Required action 1 →
Translate this sentence from the text on Georgia and Russia below into Spanish: "On August 14, a second U.S. military aircraft landed in Georgia, carrying relief supplies such as medicine, tents, and blankets."
Required action 2 →
From the text on Georgia and Russia below, extract the stretch that begins with the words "U.S. Secretary of" and ends with "and territorial integrity.".

Text passage →
[Start of Attachment]
Prospective NATO Membership
According to Igor Zevelev, the other major factor is Georgia’s aspiration to become a member of NATO, which he says, “irritates Russia a lot.” From the Russian perspective, Georgia’s desire to join NATO makes the resolution of the other conflicts even more difficult.
A German Perspective
Christian Wernicke, Washington correspondent with Germany’s Suddeutsche Zeitung, agrees that the root cause of the current impasse is Georgia’s expressed desire for membership in NATO. But he also agrees with David Nikuradze of Rustavi 2 that President Saakashvili had become a “thorn in the side of Russia,” and it was exacerbated when the Bush administration embraced his aspirations for NATO membership. Wernicke says that in Berlin – as well as in London, Paris, and Brussels – people now view the conflict as a critical test of the West’s relationship with Russia.
Mr. Wernicke says both Europe and the United States have learned a lot about the limits of Western power in the last few days. Everyone knows, he says, that Germany and other West European countries are “exposed” because of their dependence on Russian oil and gas. Wernicke says the West will have to find a new way to live with a petro-state that has been empowered by rising oil prices. And for that, there is no simple answer. Wernicke says he fears it is basically Russia’s choice whether, and if, it cares about its image in international affairs. Furthermore, he argues that the Europeans need to take more responsibility for setting limits on Moscow’s assault on Georgia because, he says, “Ukraine could be next.” That’s a concern not only for East European countries, such as Poland, but for all European countries.
A U.S. Perspective
U.S. President George Bush said Wednesday that the United States strongly supports France’s efforts to broker an agreement to end the conflict. He said Washington stands with the democratically elected government of Georgia and asserts that Georgia’s “sovereignty and territorial integrity” must be respected. Furthermore, Washington is concerned about reports that Russia has pushed into the strategic city of Gori, blocking the east-west highway, and effectively dividing the country. President Bush promised the U.S. military would head a humanitarian mission to the people of Georgia. Three days after Russia agreed to a cease-fire, the truce has yet to be fully implemented and Russian forces have yet to leave Georgian territory. Furthermore, Russian Foreign Minister Lavrov was dismissive of the matter of Georgia’s “territorial integrity,” saying Washington needs to choose between its “virtual project” in Georgia and “real partnership,” referring to Russia.
U.S. Secretary of Defense Robert Gates has warned that Russia’s relationship with the United States will be damaged for years if it does not step back from its military offensive in Georgia. On August 14, a second U.S. military aircraft landed in Georgia, carrying relief supplies such as medicine, tents, and blankets.
Secretary of State Rice met on Thursday with President Sarkozy in France and on Friday with President Saakashvili in Tbilisi to discuss the cease-fire drawn up by the French President. The Georgian President has signed the cease-fire, and Secretary Rice said that Russian troops must immediately withdraw from Georgia under its terms. She also reaffirmed U.S. support for Georgia’s independence and territorial integrity.
[End of Attachment]
Records excerpted from a collection
[Start of Attachment]
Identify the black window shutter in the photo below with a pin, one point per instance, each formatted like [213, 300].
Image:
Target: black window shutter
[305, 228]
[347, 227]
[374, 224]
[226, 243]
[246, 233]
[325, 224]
[End of Attachment]
Worked solution 1 →
El 14 de agosto, un segundo avión militar estadounidense aterrizó en Georgia con suministros de ayuda como medicinas, tiendas de campaña y mantas.

Worked solution 2 →
U.S. Secretary of Defense Robert Gates has warned that Russia’s relationship with the United States will be damaged for years if it does not step back from its military offensive in Georgia. On August 14, a second U.S. military aircraft landed in Georgia, carrying relief supplies such as medicine, tents, and blankets.
Secretary of State Rice met on Thursday with President Sarkozy in France and on Friday with President Saakashvili in Tbilisi to discuss the cease-fire drawn up by the French President. The Georgian President has signed the cease-fire, and Secretary Rice said that Russian troops must immediately withdraw from Georgia under its terms. She also reaffirmed U.S. support for Georgia’s independence and territorial integrity.